21
Oct
19

I’m A Phoenix, Bitch!

 

I’m a Phoenix, Bitch

QPAC & Brisbane Festival 

QPAC Playhouse

September 18 – 21 2019

 

Reviewed By Shannon Miller

 

 

Shrieking melodramatically and pursued by God only knows, co-writer and performer, Bryony Kimmings enters the stage in a gold sequinned dress and blonde wig, frantic and helpless. She is pursued ridiculously by herself, a creature of her own making, as she flips between the damsel in distress and the hunting beast; an introduction lampooning Hollywood clichés, scream queens, slasher films and creature features.

 

However, the damsel turns the tides and defeats the monster, triumphantly shooting invisible fireballs from her loins! Kimmings is victorious and turns to the audience posing the meta-theatrical proposition, “Imagine if I started the show like that.”

 

Surrounded haphazardly by set pieces covered in sheets, Kimmings sheds the bling and levels with the audience, donning active wear and embarking on a heartbreaking personal monologue of a much darker time in her life. She meets her partner, Tim. They fall in love, and move into a quaint cottage out of town of which they’ve been warned by the agent of a pastoral stream having the potential to swell and flood the property.

[Region pointing data]
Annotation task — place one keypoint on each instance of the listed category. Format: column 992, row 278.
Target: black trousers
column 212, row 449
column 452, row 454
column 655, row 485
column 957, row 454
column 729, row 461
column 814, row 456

YOUR ASSIGNMENT: Reproduce everything in the review above from "QPAC Playhouse" down to "and creature features.".

TASK SOLUTION:
QPAC Playhouse

September 18 – 21 2019

 

Reviewed By Shannon Miller

 

 

Shrieking melodramatically and pursued by God only knows, co-writer and performer, Bryony Kimmings enters the stage in a gold sequinned dress and blonde wig, frantic and helpless. She is pursued ridiculously by herself, a creature of her own making, as she flips between the damsel in distress and the hunting beast; an introduction lampooning Hollywood clichés, scream queens, slasher films and creature features.